> **STATED PROBLEM**: How many lines of the records contain the word "bone"? Reply with the number only.

[Stored entries]
━━━━━━━━━━
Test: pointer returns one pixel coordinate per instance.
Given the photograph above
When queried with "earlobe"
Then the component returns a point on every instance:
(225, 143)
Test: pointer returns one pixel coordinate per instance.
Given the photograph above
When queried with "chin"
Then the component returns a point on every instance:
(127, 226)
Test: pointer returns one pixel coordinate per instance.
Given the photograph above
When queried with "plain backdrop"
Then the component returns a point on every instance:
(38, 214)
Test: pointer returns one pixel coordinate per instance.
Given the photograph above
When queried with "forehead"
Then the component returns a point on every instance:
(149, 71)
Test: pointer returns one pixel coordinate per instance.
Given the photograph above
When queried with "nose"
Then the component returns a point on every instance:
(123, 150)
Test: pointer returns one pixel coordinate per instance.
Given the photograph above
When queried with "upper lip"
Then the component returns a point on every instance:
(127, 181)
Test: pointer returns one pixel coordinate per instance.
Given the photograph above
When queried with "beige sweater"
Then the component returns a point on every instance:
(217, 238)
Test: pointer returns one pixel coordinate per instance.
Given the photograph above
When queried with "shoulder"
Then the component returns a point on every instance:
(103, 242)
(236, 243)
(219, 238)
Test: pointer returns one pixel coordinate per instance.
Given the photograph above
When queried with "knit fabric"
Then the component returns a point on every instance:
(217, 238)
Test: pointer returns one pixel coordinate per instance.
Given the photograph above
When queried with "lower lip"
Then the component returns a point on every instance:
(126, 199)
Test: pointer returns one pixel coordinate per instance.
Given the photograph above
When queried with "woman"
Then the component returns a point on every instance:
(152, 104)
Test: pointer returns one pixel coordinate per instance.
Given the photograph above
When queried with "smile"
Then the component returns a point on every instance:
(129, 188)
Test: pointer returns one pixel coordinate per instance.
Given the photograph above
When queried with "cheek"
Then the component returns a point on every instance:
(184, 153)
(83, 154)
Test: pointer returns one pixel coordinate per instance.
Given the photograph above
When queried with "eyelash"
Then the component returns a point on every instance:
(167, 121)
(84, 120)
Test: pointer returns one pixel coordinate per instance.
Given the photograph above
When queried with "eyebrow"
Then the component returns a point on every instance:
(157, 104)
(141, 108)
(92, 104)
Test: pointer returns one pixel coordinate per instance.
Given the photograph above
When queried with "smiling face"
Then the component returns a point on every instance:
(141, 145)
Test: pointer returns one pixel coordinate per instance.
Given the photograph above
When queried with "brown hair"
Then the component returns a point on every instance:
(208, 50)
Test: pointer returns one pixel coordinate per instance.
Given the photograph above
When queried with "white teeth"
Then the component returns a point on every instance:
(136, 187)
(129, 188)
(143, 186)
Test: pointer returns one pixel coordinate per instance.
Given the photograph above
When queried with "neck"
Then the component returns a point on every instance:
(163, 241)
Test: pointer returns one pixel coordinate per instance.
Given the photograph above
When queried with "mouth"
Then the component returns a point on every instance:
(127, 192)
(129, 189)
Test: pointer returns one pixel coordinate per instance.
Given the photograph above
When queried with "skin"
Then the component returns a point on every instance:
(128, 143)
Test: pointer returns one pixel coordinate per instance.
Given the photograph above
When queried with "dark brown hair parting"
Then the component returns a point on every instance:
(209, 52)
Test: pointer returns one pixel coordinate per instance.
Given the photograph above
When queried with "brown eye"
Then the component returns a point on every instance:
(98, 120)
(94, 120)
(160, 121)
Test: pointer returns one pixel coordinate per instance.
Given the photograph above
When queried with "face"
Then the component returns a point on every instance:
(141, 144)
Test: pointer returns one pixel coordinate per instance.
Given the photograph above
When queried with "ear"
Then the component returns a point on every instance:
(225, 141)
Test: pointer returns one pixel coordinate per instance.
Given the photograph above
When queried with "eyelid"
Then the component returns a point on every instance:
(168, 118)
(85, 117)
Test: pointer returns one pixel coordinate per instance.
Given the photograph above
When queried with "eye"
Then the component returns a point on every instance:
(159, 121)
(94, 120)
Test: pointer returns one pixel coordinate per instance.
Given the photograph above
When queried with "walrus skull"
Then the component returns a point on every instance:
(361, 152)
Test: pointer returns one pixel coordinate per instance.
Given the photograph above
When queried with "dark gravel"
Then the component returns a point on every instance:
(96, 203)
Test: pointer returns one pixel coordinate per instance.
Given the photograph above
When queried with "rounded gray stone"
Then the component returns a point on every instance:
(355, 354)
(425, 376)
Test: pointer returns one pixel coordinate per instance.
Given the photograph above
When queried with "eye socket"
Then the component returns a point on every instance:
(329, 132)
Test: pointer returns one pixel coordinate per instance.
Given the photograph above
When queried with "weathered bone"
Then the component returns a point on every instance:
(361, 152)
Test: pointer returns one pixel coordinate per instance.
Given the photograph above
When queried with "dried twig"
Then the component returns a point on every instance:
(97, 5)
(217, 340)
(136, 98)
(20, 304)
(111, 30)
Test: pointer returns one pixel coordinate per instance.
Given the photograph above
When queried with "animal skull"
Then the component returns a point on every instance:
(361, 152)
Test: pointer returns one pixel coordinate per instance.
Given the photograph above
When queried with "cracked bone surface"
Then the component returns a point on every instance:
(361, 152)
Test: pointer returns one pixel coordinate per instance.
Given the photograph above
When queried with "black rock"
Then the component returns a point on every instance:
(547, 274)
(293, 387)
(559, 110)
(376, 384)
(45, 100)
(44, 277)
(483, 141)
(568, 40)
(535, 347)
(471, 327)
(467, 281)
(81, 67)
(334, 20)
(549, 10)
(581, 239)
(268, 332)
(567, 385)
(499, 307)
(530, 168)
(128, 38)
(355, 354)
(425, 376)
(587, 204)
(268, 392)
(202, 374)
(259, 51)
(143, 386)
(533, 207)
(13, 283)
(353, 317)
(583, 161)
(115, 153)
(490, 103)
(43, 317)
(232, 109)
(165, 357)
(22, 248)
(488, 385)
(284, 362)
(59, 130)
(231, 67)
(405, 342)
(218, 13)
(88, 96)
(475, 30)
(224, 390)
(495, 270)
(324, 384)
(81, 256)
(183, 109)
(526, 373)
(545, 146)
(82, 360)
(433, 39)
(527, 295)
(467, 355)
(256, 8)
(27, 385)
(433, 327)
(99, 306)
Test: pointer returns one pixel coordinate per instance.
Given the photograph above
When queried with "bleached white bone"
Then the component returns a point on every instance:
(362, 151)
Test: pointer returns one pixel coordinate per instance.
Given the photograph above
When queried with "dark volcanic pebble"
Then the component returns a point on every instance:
━━━━━━━━━━
> **SOLUTION FOR THIS PROBLEM**: 3